[TASK STATEMENT] In the listing below, rewrite the part that opens with the line containing "Reviewer note: every instance of the column" and closes with the line containing "Target: column base", changing "column base" to "pillar base" and keeping everything else the same. Give only those lines, and leave the pictures out.

---------- EXERCISE MATERIAL ----------

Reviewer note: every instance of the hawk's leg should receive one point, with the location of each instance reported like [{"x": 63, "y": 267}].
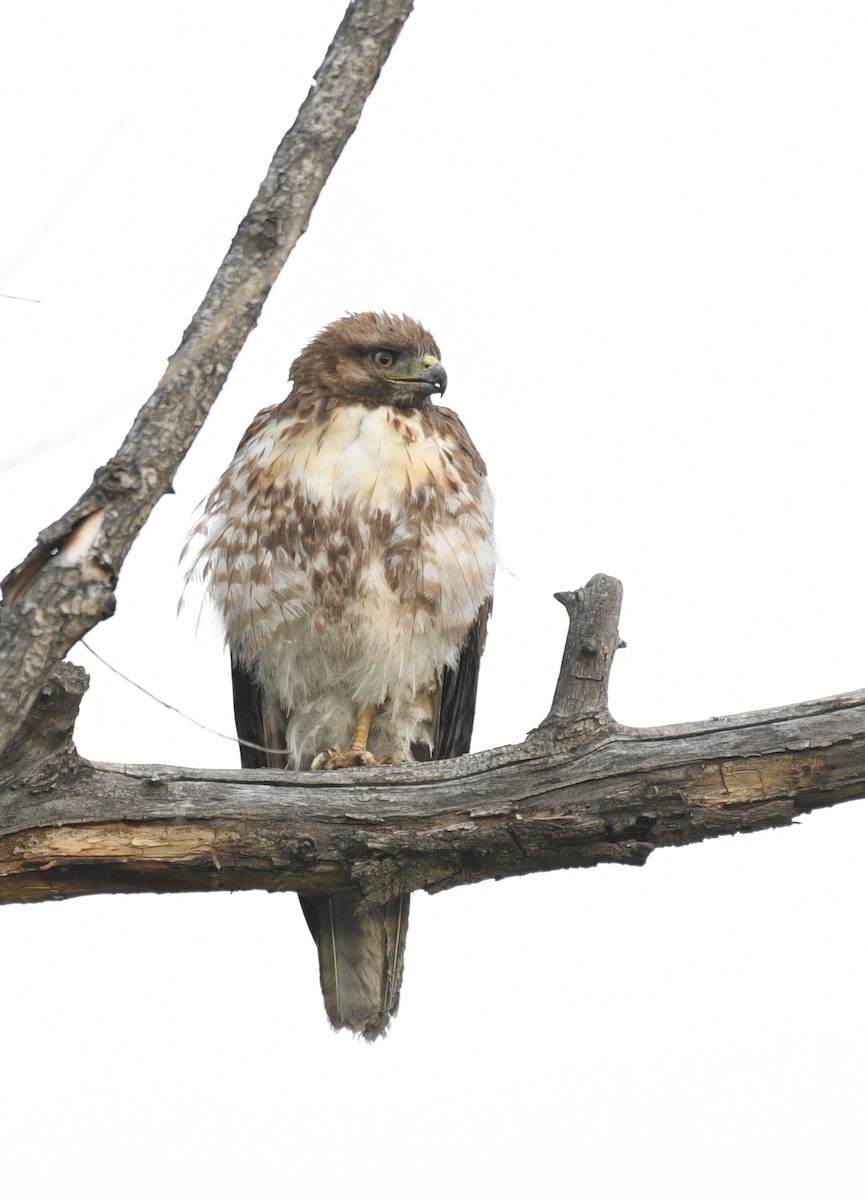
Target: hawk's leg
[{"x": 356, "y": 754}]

----------
---------- EXERCISE MATERIAL ----------

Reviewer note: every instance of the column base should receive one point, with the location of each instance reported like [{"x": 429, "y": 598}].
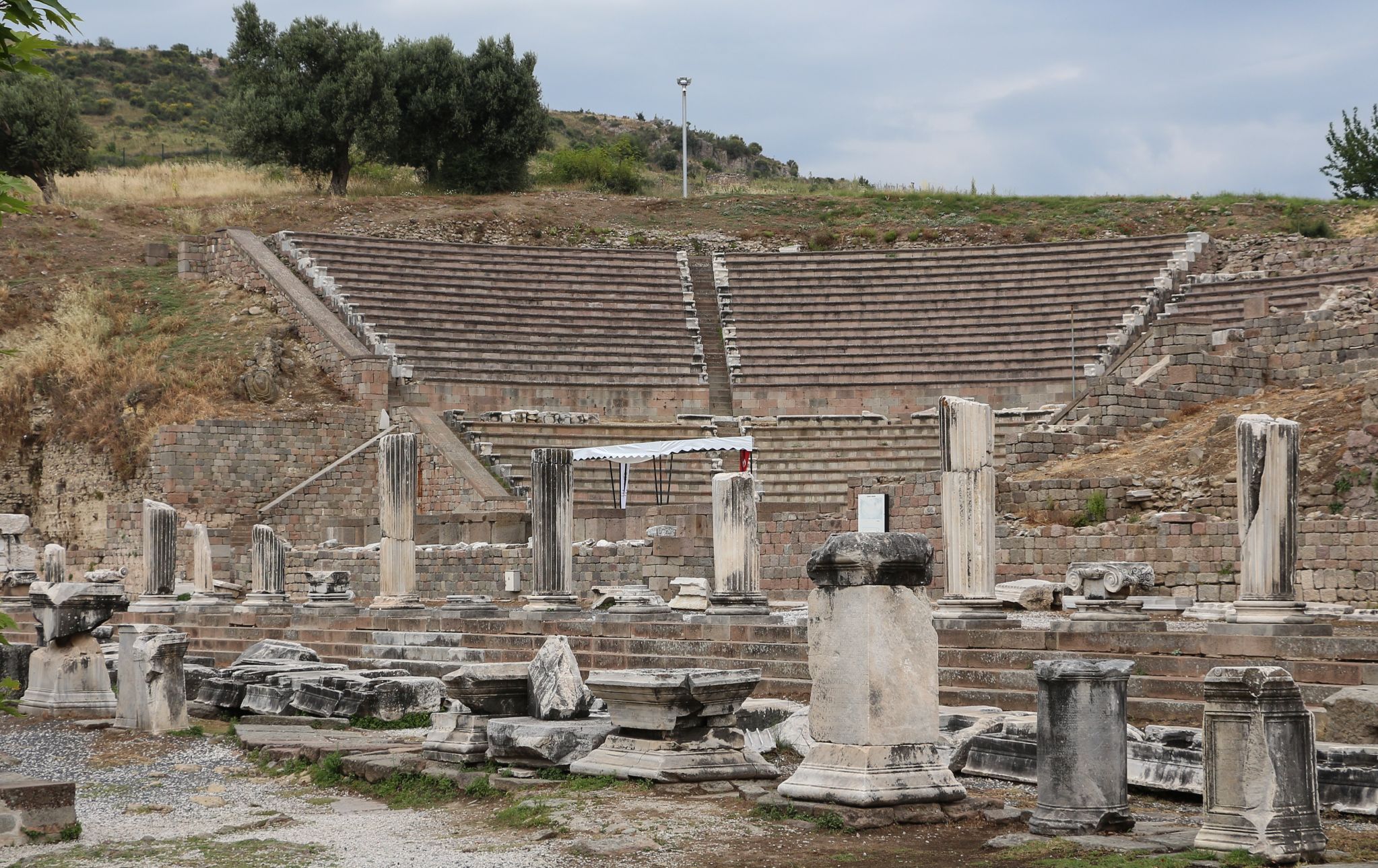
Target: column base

----------
---------- EXERCISE MATERIAL ----------

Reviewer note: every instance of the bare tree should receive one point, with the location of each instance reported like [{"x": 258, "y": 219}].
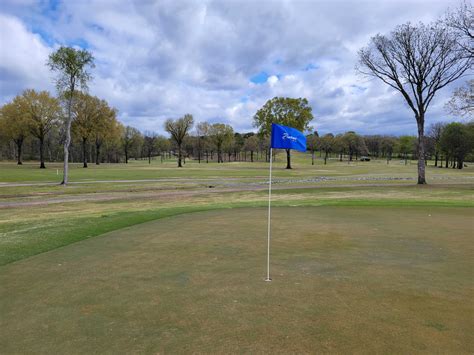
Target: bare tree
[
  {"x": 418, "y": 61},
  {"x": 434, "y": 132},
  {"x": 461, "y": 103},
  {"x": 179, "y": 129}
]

----------

[SOLUTION FOR THIS PROBLEM]
Reviewer note: every instance of the pillar base should receive one point, with the location of each instance reported like [{"x": 429, "y": 598}].
Target: pillar base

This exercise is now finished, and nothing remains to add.